Reproduce the lines from the one with "Find the rocky" up to and including the one with "M 175 207 L", changing "rocky hillside" to "stony slope" and leaving everything else the same.

Start of RECORDS FOR THE EXERCISE

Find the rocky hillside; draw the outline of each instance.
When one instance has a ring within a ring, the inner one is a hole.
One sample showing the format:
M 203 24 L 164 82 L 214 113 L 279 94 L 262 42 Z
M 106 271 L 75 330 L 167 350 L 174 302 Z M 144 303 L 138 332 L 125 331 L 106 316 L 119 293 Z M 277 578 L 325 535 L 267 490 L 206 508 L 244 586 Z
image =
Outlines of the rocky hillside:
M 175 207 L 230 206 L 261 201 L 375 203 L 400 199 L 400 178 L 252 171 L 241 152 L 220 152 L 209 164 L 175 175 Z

End of RECORDS FOR THE EXERCISE
Start of RECORDS FOR THE EXERCISE

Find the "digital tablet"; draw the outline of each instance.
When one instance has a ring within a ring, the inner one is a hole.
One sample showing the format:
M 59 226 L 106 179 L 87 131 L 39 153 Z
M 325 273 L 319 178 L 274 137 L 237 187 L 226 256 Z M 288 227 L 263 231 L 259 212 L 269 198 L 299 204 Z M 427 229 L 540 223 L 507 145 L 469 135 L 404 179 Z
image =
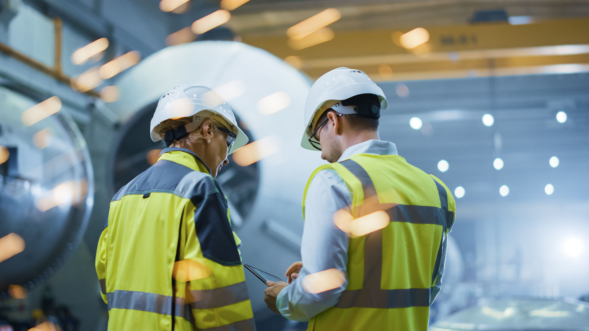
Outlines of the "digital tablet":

End of RECORDS FOR THE EXERCISE

EXPECTED ANSWER:
Find the stony slope; draw the outline of each instance.
When one instance has a ring within a ring, the inner one is a hole.
One sample showing the format:
M 203 24 L 164 82 L 214 113 L 279 94 L 262 42 Z
M 106 271 L 75 330 L 167 350 L 174 302 Z M 144 303 L 138 332 L 125 331 L 106 316 L 119 293 Z M 277 578 L 325 535 L 267 490 L 206 508 L 244 586 Z
image =
Outlines of the stony slope:
M 175 207 L 230 206 L 261 201 L 375 203 L 400 199 L 400 178 L 252 171 L 241 152 L 220 152 L 209 164 L 175 175 Z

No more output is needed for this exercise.